• [What to produce] Here is a listing, set out below; repeat its lines from the one with "of the ocean" to the last, both included, and leave out the pictures.
"""
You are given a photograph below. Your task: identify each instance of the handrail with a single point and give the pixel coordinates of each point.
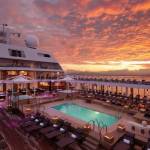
(93, 123)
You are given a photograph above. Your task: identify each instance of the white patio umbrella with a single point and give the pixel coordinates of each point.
(68, 80)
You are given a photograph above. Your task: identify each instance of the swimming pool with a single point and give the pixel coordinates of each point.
(86, 114)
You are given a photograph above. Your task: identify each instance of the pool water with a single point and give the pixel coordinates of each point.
(86, 114)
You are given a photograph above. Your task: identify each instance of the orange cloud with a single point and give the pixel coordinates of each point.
(143, 6)
(113, 10)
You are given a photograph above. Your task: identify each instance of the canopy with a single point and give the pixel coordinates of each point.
(19, 79)
(67, 79)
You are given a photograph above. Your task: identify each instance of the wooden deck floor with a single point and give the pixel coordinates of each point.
(13, 139)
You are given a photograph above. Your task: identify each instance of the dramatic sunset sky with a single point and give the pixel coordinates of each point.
(86, 35)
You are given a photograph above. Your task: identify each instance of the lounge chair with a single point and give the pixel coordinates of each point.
(125, 143)
(76, 135)
(63, 129)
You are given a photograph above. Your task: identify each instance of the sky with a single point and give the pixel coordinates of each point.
(86, 35)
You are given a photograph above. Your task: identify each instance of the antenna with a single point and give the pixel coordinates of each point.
(4, 25)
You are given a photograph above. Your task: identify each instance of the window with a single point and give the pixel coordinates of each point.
(16, 53)
(44, 55)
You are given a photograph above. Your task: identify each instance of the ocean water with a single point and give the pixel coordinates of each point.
(141, 92)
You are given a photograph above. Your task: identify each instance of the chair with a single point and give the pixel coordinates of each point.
(125, 143)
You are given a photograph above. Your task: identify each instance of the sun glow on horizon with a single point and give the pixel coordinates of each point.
(108, 66)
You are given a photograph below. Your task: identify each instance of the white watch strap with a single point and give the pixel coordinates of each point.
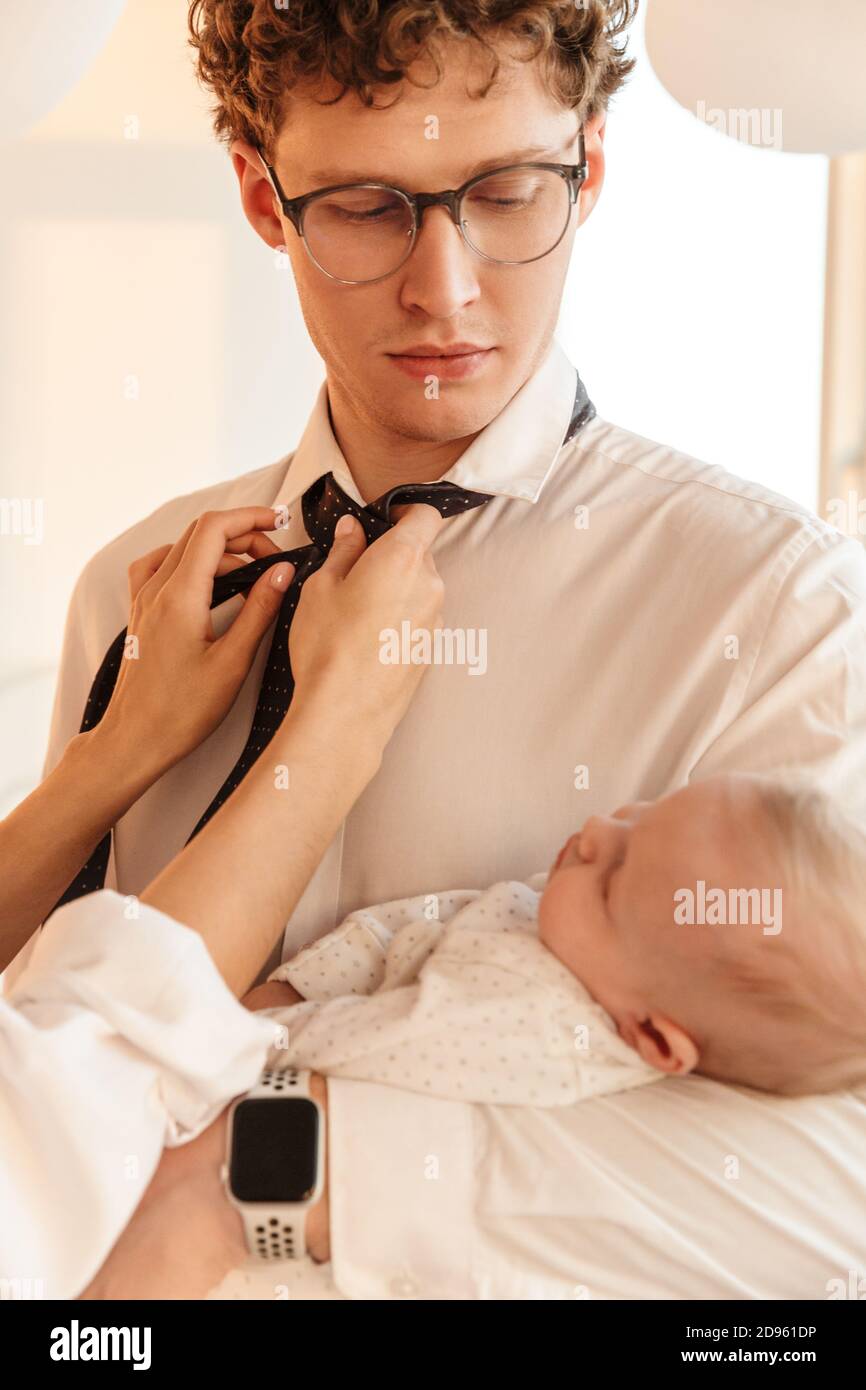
"""
• [Expected answer]
You are given a photograph above. Your task: identify each instance of the ocean water with a single point and give the pixel coordinates of each point.
(141, 92)
You are given a photograph above. Your task: identify each instance of the chair with a single point and give the pixel coordinates of each point.
(125, 143)
You are given a photograph above. Your task: identify each instance of the sun glow on horizon with a single point and give the pixel coordinates of each point.
(108, 66)
You are given a photograph below. Your task: identify each instance of the white watch strap with a single point and give the pixel coordinates of each point.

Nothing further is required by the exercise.